(Task brief)
Your task is to find every line of the data that holds the string "handset" and copy it.

(Saved data entries)
-----

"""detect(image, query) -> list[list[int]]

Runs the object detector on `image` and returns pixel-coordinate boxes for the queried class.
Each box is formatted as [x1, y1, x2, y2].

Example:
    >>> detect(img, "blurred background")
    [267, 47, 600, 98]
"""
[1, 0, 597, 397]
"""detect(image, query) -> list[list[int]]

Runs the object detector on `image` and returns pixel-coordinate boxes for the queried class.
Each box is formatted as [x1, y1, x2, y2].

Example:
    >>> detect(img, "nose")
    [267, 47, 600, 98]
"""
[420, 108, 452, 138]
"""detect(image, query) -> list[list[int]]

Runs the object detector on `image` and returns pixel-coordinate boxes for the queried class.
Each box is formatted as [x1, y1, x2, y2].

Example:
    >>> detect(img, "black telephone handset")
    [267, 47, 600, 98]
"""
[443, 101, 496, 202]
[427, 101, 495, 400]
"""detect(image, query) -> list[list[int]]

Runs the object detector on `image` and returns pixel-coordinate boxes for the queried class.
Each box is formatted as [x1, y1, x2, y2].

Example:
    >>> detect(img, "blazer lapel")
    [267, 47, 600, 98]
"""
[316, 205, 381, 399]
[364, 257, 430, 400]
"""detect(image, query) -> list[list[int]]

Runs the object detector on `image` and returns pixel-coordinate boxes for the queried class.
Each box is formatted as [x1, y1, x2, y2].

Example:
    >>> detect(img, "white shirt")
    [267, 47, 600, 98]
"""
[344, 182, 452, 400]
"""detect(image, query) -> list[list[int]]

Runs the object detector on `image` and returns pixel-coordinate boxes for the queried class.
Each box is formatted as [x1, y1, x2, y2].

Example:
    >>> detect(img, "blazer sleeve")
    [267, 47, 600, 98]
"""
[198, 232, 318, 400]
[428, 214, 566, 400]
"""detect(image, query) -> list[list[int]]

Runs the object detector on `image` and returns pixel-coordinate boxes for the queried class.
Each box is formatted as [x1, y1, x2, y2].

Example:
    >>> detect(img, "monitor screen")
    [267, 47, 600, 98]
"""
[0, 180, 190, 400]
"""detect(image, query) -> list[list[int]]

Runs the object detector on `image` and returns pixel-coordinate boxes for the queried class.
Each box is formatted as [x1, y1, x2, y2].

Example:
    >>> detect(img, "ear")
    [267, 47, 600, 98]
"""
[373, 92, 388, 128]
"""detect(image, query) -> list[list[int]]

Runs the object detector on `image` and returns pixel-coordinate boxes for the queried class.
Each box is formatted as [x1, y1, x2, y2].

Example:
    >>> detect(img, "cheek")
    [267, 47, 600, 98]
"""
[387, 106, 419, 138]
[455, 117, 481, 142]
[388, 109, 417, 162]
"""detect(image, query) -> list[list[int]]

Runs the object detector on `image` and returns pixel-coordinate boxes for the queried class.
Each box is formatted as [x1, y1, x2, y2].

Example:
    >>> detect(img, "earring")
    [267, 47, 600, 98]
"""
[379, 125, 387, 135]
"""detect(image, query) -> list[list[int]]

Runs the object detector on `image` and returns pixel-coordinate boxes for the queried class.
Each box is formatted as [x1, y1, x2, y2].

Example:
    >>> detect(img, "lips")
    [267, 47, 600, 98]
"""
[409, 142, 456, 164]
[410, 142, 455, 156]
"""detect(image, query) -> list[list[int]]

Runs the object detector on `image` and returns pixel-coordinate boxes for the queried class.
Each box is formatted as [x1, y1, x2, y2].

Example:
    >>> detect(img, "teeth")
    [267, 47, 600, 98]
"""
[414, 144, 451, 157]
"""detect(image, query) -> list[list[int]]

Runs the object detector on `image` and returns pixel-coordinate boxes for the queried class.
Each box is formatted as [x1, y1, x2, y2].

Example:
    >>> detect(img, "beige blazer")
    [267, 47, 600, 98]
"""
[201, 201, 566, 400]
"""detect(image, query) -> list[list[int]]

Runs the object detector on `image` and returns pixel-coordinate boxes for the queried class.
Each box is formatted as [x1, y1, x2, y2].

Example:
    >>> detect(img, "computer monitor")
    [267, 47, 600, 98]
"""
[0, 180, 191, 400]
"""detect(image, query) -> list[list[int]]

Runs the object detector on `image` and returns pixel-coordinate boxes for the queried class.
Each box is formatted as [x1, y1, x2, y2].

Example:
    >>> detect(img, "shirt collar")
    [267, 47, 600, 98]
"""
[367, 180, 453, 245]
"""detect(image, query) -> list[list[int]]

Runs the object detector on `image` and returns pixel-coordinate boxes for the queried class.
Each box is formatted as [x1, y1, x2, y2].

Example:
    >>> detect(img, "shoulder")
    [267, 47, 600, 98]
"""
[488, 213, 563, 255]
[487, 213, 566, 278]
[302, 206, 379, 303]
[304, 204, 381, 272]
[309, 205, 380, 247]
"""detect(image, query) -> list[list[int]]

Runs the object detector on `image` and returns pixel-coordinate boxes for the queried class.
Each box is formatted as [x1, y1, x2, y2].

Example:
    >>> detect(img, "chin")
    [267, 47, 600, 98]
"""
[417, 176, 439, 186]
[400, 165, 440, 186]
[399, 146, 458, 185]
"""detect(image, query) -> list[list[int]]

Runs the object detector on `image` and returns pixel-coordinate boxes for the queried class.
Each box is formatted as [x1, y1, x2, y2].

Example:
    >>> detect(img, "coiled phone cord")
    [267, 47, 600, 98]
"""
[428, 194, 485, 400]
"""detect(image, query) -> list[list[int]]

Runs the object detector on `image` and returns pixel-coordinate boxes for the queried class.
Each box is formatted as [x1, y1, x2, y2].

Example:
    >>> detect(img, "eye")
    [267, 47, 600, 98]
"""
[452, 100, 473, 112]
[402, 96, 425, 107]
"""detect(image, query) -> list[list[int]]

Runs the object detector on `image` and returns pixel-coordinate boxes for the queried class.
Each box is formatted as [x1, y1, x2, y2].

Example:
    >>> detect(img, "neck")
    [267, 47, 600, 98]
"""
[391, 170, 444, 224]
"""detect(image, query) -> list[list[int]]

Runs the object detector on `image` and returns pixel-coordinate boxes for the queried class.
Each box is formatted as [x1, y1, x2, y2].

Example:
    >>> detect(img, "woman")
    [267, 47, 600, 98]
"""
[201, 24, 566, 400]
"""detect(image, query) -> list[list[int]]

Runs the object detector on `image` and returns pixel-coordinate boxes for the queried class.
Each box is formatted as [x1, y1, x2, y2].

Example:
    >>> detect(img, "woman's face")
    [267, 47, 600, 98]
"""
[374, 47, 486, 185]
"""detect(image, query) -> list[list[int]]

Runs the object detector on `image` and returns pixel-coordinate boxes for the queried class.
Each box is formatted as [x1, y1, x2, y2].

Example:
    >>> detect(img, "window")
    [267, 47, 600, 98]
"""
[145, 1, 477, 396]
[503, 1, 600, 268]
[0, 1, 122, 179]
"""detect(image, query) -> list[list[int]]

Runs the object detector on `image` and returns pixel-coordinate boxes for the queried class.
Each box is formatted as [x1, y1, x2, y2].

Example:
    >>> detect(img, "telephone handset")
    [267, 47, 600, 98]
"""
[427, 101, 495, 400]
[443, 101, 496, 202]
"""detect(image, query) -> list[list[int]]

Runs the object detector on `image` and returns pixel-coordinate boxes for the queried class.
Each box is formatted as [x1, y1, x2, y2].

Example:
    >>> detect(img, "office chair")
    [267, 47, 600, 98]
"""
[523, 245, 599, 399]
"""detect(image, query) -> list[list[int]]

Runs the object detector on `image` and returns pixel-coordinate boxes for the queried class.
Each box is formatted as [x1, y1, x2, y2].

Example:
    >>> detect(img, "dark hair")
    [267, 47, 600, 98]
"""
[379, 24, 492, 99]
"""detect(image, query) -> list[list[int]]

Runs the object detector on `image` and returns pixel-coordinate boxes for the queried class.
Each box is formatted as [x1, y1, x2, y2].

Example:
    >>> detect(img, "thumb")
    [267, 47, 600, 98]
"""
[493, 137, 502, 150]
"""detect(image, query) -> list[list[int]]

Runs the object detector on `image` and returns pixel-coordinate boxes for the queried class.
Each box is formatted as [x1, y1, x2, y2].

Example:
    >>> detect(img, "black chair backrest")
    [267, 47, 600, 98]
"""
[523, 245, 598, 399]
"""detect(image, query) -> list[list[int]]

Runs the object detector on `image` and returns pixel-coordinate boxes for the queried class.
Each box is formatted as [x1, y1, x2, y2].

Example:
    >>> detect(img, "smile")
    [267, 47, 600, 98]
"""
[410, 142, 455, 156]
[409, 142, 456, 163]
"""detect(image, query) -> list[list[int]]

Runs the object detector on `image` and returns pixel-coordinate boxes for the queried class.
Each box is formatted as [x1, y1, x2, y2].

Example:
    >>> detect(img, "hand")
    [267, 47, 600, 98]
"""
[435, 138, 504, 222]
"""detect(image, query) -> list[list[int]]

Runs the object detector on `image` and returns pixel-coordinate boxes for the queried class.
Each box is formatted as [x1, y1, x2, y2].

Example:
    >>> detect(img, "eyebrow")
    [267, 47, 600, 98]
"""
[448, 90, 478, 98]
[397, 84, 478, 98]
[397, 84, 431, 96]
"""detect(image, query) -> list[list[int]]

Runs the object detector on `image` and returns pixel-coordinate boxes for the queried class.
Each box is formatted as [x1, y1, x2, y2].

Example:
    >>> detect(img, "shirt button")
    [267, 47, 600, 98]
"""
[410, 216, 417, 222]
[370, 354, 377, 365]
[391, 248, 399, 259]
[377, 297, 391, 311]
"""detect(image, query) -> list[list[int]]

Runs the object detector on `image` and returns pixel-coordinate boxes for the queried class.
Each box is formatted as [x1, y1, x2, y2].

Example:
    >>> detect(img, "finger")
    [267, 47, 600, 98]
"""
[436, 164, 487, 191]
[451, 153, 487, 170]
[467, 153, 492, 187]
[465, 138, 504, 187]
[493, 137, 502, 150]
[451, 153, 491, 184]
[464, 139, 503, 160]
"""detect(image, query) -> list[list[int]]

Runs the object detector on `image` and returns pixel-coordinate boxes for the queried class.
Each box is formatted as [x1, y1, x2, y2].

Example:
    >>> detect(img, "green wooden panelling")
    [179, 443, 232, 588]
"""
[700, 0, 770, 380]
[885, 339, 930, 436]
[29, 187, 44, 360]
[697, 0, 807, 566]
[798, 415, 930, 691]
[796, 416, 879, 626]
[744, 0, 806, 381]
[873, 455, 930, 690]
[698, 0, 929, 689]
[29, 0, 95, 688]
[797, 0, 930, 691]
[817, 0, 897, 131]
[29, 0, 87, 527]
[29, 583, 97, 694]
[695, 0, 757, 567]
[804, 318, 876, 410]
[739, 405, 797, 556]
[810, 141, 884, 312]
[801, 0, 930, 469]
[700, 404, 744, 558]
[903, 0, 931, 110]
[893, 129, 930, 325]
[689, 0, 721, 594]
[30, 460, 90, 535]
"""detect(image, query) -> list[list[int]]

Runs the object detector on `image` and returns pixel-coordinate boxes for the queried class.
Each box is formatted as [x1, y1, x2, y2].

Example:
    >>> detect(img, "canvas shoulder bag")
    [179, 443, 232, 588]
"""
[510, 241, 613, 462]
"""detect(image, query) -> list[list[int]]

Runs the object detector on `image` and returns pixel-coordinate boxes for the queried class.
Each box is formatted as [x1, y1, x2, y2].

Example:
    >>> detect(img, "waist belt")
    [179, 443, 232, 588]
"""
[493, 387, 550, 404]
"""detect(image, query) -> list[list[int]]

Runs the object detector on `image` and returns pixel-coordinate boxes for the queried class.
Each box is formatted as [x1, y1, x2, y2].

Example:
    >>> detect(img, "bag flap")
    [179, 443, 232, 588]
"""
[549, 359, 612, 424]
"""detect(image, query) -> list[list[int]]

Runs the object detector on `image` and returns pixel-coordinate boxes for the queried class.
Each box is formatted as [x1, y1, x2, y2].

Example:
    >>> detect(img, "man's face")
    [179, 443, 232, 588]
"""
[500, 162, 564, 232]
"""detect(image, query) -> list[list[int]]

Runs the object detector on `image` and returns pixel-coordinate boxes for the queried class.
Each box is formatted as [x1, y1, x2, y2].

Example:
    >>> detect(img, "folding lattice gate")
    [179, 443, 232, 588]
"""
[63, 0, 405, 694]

-----

(Answer below)
    >>> detect(img, "black telephone handset")
    >>> detect(img, "telephone handset")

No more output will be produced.